**Texto extraído:**
↓↓↓

Mas a colheita da visita não foi de dor e sim de frescor. Me entusiasmou ver que o teatro ainda é possível. Me revigorou saber que um grupo de teatro, em Caxias, está fazendo a diferença para a sua comunidade. Me provocou pensar que neste país ainda se faz teatro contra tudo e contra todos. São quatro lindos e queridos teatristas. Cada um com a sua peculiar potência cênica, seu particular humor, sua inesperada personalidade, suas diferentes leituras de mundo e suas obscenas idades: Adriele tem 19 anos; Rodrigo, 20; André, 24 e Igor, 34. Indivíduos plurais, reunidos no mais improvável lugar de fama: um grupo de teatro (Não podia perder a piada referente ao nome do grupo, pois rimos muito falando do assunto). Agora, eles tentam provocar o espectador com os desdobramentos da relação entre um anjo e uma mulher, e me dão o prazer e a alegria de poder acompanhar a empreitada da montagem.

↑↑↑

**Itens apresentados:**
↓↓↓

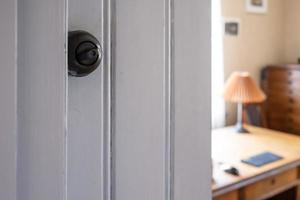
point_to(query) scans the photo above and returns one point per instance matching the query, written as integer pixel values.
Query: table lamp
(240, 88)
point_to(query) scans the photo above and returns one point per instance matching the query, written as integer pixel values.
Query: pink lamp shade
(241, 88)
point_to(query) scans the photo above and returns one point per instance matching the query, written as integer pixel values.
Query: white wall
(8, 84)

↑↑↑
↓↓↓

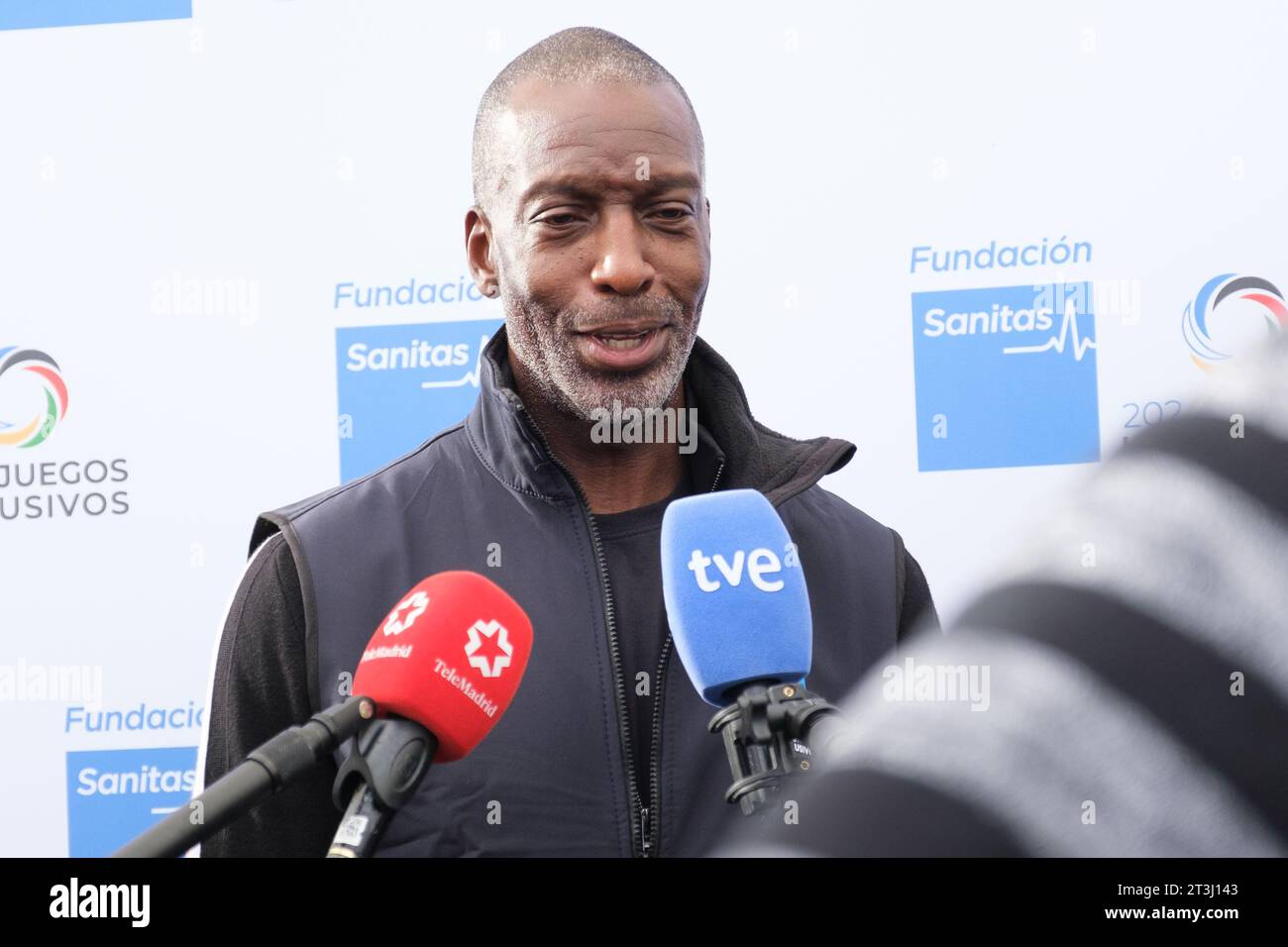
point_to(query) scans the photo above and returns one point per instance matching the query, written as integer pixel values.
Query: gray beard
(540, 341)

↑↑↑
↓↓↓

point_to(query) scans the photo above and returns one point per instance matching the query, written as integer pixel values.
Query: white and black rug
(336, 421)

↑↑↑

**Tarefas propostas:**
1) Segundo o texto sobre o grupo de teatro de Caxias, quantos anos tem André?
2) Prossiga o texto sobre o grupo de teatro de Caxias a partir da última frase apresentada.

**Resultados por tarefa:**
1) André tem 24 anos.

2)
Porém, tem sempre um gesto, uma incompreensão, uma palavra, um mal-entendido, uma situação que nos mostra que estamos vivendo e, como vida, nada pode ser perfeito. Ainda bem. Detalhe para uma possível postagem futura. Não convide o ermitão para sair da ermida. Você não vai saber lidar com ele.

domingo, 4 de março de 2018

Dez mil espectadores!


Próximo a completar 8 anos em cartaz, o espetáculo Pai & Filho se encontra em curta temporada aqui na sede da Pequena Companhia de Teatro (Rua do Giz, 295, Centro), ontem, hoje e amanhã (sábado, domingo e segunda), às 19h, com uma série de peculiaridades que servirão como fio condutor das micro-reflexões fragmentadas que me proponho na postagem de hoje.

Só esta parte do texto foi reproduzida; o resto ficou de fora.